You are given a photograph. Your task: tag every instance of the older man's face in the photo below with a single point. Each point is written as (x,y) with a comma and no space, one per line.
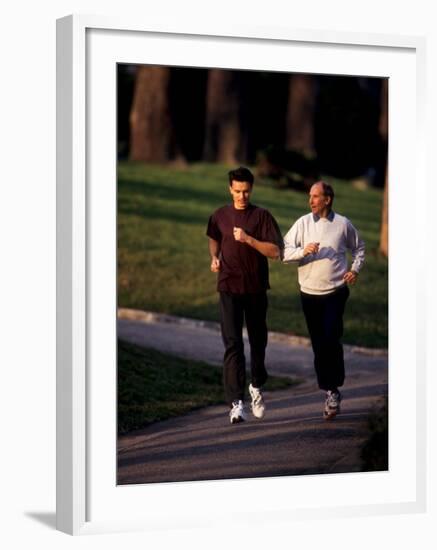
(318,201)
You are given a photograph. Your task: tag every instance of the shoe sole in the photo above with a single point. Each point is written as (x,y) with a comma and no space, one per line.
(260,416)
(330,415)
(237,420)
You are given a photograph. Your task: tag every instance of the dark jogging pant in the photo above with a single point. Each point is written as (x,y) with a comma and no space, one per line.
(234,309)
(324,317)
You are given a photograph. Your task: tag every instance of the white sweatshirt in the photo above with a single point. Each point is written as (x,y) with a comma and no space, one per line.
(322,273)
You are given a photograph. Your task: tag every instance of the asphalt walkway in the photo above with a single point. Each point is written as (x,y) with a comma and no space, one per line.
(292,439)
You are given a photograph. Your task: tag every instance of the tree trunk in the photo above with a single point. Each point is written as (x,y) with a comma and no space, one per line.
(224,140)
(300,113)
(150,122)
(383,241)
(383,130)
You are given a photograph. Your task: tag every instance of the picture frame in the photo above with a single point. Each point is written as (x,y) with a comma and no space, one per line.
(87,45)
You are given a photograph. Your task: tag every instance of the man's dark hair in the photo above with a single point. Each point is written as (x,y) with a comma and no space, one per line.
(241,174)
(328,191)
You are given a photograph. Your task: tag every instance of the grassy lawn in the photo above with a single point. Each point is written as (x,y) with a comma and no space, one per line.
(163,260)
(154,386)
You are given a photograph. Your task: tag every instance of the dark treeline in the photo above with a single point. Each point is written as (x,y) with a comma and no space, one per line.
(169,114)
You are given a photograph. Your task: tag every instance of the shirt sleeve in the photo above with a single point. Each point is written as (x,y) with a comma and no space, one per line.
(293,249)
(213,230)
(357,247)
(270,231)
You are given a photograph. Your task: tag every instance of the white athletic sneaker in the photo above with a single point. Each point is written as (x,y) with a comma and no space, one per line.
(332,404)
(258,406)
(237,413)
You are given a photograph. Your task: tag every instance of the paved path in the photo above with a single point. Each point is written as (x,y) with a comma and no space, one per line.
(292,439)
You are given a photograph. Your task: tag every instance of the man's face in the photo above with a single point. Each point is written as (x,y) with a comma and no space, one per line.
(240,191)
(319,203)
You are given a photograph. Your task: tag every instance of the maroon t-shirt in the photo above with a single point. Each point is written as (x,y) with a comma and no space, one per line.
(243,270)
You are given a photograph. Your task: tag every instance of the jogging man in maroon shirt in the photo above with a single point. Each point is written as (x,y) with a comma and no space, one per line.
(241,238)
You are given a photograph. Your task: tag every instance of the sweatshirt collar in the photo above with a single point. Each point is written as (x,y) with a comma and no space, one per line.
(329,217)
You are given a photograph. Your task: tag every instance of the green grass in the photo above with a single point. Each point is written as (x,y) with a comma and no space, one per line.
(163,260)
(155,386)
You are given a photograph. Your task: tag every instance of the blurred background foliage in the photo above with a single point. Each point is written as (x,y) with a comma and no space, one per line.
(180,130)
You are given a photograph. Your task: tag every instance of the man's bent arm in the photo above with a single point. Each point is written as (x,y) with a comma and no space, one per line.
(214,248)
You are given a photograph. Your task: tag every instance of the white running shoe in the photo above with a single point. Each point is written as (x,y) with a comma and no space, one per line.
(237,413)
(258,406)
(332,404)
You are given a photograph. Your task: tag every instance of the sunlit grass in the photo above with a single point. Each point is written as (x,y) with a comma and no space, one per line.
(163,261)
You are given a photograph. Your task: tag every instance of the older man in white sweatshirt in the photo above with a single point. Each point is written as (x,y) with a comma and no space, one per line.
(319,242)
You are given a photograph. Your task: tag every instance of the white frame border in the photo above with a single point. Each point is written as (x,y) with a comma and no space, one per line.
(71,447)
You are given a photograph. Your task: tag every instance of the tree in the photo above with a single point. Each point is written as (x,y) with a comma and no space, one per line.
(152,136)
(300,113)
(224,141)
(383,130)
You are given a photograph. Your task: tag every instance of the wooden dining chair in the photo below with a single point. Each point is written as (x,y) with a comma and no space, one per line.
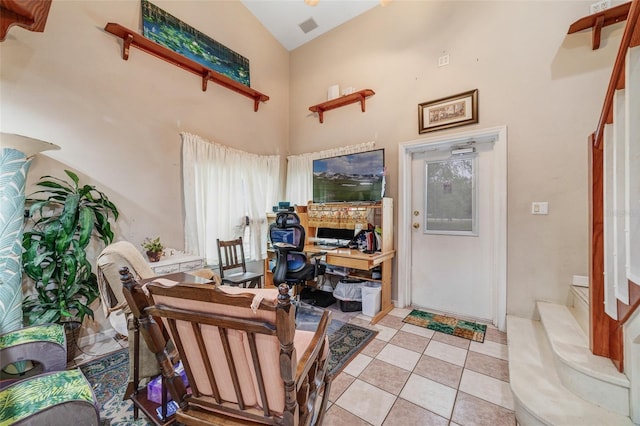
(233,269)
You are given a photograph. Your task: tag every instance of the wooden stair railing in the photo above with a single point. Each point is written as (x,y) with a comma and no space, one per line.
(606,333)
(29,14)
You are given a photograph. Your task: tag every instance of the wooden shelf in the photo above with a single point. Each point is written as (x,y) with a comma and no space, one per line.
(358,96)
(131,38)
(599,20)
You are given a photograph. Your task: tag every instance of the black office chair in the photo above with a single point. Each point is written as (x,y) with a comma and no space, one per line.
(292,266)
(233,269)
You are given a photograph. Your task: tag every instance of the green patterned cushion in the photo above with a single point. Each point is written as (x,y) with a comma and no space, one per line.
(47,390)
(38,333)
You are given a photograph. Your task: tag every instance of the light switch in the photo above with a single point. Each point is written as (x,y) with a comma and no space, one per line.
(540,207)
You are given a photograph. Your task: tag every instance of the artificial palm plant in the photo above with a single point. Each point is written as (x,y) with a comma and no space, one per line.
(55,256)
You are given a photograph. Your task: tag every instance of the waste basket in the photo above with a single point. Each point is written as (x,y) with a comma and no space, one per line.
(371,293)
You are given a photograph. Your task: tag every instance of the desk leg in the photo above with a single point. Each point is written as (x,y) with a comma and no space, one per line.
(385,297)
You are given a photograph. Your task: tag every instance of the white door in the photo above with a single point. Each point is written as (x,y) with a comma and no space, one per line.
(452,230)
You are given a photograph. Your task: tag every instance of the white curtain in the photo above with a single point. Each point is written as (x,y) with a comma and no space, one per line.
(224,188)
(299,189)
+--
## Task item:
Repeat the data exactly, dropping every picture it holds.

## Response:
You are given a photograph. Your task: tag every instance of the older man's face in the photo below with a single point. Each point is written as (x,y) with a comma and no space, one per line.
(318,201)
You are given a photograph. Your task: tag every instance of the shoe sole in the photo above with a single point. Each point is written as (x,y) with a comma and no space, one per line.
(260,416)
(330,415)
(237,420)
You are given a photograph. Your task: tag every instance of the dark jogging pant in the photo above with a single point. Each point is written as (x,y) with a comma and no space, one per line.
(234,309)
(324,317)
You are given a photograph. Your task: tag every instance of the white sweatshirt in the photo above with a single point. Each point is written as (x,y) with a comma and no space, one per line.
(322,273)
You are given a photograph. Your task: tag every instance of the asphalt walkway in the photo above with a single point. Each point is written as (x,y) with a comma and no space, one per line.
(292,439)
You are given a photograph. Your task: tag every instance of the tree trunk in the photo above with a single point. Each point is written as (x,y) with a comma and no space, one per line.
(224,140)
(300,113)
(150,122)
(383,241)
(383,130)
You are given a photograph. Your task: tag every instance of the picture frame in the photo above with a single point. Each point is written as (x,y) with a comma and no space, one per line.
(87,45)
You are given a photograph. Your task: tag every instance of the man's dark hair in the photo above with a single point. Each point is written as (x,y) with a comma and no space, one per line.
(241,174)
(328,191)
You are given a photograph. Your task: tag every instance of the grassy lawn in the photo above with a single point. Each point is written as (x,y) with a comma and no space, one per line.
(163,260)
(154,386)
You are given a photograph. Your task: tag every instance of the dark treeline in the photo above with a single point. Each point is written as (x,y) with a comma and no space, one per line.
(169,114)
You are given a photograph. Your task: tag every instance of the shirt sleeve in the photo above with a single point. Each point is written as (x,y) with a comma and no space, one per line.
(293,249)
(213,230)
(357,247)
(270,231)
You are given a photograph. Your task: tag every instance of the white athletic sneaker in the photo above with a single point. Each point is written as (x,y) with a comma and no space, one per line.
(332,404)
(258,406)
(237,413)
You are given a photograph. Your task: tag every instance of the paved path in the photo above with a single point. Each point is written as (x,y) with a comma and no space, one per line.
(292,439)
You are given a photograph. Your task: tag every instance of the man's face in the photo above with a single point. Each point is written as (x,y) with a comma and no space, one per line.
(240,191)
(319,203)
You are given a photograph. Your task: tag every instance of the maroon t-shirt in the photo above with a single point. Each point is written as (x,y) with a comma and no space, one per line.
(243,270)
You are given a photograph. Your task: tag every instance of the jogging man in maroon shirt in the photo above with a single point. Each point is written as (x,y) with a comma and no space, one per line.
(241,238)
You are given a photograph. Your task: tag every instance of the sweatshirt collar in the photo above with a single point. Each point is written as (x,y) with a comma and no space, one per line.
(329,217)
You are given a photograph. Your task: tag every instance of the green grass in the photo above with a single point. Each point is written as (x,y) with a comma and no space, one per line.
(163,260)
(155,386)
You are given a photograph. Your task: tag every instance of the blurred background foliage in the photo above with a single point. Each point is written as (x,y) with a comma and no space, one per line.
(180,130)
You are given a photograph. Your task: tag every instance of the man's bent arm in the photo above with a single point. Each point is written as (x,y) with a comma and no space, one per line.
(214,248)
You are given a photograph. Your task: tag every instance of the white running shoe in the photo above with a single point. Each point is written as (x,y) with a comma and no space, one per line.
(237,413)
(258,406)
(332,404)
You are given a photograph. Your task: tag every instance of the sunlit grass in the photo above with a single point. Each point is written as (x,y) with a comma and no space, one per line.
(163,261)
You are given a photograph. Your task: tag every instance of the older man in white sweatshirt in the photo above with a single point. Each point is written as (x,y) with a comma and no space, one per line.
(319,242)
You are given a photograph. Your task: tag every instance of the white frame border in the photo above with a single point. Each point is written as (x,y) with a comma and no space, one per line.
(71,447)
You are given a photograph. Your task: tag every instance of the tree in the photo above with a single point. Each point is written as (x,y) with a comma and no space, one per line.
(152,136)
(300,113)
(224,141)
(383,130)
You are given a photograph. Your task: tag every instance of the wooden dining chair in the photo below with a single point. Each point is written as (x,y) with a comma and no space, one per line.
(233,269)
You are given a photograph. Your task: tag every instance of the wooden stair railing in the photo above with a single point. Each point is written as (x,y) with a comma and no space, one per line.
(606,333)
(29,14)
You are given a photograph. Your task: tag every instance of the wooden shelf in the photo above with a single point. Each point is written as (x,y) with a comma and no space, one per line.
(358,96)
(131,38)
(599,20)
You are given a photograph. Your task: tag every instance of the black office chair in the photo above with a single point. Each point is written as (x,y) with a comma and no space, one per line.
(292,266)
(233,269)
You are given a photograph. Your task: tag every instance of the green patterned cushion in the photo above with a single point. Each point is written as (x,y) with a comma and no space, one per line.
(47,390)
(38,333)
You are given a photograph. Your task: tag every instance of the light switch in the photo above with a single point. Each point is written as (x,y) with a comma and no space, one per line.
(540,207)
You are given a photograph. Your task: tag every instance of the artificial palm plant in the photo above with a single point. Each point is written as (x,y) with a comma and no space, one per line.
(55,256)
You are given a photograph. Your task: tag every instance of the waste basket in the photo above with a single point. Each point is written as (x,y) with a comma and no space, one per line.
(371,293)
You are given a photograph. Your task: tag every instance of the desk leg in the photo above with a single point. Each point is written as (x,y) with a comma and no space, one per line.
(385,297)
You are given a photograph. Your task: tag every instance of the white door in the photo above with a single point. Each point is written as (x,y) with a comma and no space, one per line.
(452,230)
You are given a photograph. Your task: tag every instance of the white curtain in the photo above with a single point. Each point is written as (x,y) with a comma and no space, one per line.
(224,188)
(299,189)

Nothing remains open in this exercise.